__Work instructions__.
In the data that follows, find the line with "Need: identify each instance of the aircraft nose"; transcribe it, every later line up to the one with "Target: main landing gear", and that line as well, exactly and with no others.

Provided material Start Marker

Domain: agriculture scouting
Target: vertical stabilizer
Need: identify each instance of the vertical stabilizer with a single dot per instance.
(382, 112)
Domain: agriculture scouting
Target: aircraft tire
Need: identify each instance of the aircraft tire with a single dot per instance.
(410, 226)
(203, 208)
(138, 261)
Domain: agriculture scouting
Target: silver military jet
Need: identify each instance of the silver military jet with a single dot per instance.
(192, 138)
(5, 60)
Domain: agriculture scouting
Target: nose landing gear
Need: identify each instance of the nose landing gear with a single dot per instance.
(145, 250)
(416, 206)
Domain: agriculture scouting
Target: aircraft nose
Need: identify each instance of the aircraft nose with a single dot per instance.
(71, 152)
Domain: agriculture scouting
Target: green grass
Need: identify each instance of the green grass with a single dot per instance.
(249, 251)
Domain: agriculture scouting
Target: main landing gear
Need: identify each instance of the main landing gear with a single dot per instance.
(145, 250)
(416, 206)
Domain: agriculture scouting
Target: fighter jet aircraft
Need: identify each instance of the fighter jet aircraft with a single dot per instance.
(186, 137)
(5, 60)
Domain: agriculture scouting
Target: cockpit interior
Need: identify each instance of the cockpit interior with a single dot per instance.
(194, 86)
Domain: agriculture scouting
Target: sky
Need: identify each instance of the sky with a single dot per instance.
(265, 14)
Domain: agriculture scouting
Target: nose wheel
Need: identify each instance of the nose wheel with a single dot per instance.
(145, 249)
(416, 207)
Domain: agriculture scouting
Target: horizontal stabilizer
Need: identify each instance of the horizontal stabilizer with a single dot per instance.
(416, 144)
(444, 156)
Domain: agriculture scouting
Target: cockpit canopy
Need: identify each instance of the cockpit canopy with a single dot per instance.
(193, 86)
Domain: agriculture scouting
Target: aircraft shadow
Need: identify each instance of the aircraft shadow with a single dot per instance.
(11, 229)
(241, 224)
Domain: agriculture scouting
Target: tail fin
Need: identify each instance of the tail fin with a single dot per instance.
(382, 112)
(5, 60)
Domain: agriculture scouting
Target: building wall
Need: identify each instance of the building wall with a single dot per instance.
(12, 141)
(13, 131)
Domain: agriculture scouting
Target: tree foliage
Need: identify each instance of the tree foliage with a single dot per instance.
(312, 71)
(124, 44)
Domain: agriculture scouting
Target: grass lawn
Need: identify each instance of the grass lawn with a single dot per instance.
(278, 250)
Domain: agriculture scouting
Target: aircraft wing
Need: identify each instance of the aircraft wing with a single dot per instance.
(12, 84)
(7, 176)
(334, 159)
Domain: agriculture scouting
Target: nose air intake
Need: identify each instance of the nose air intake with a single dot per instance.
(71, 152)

Provided material End Marker

__Response__.
Need: identify each instance of the aircraft nose with a single dot per instance.
(71, 152)
Domain: agriculture scouting
Target: green grass
Need: identify each instance of the green grass with a single dot per instance.
(249, 251)
Domain: agriculture scouting
Target: main landing gear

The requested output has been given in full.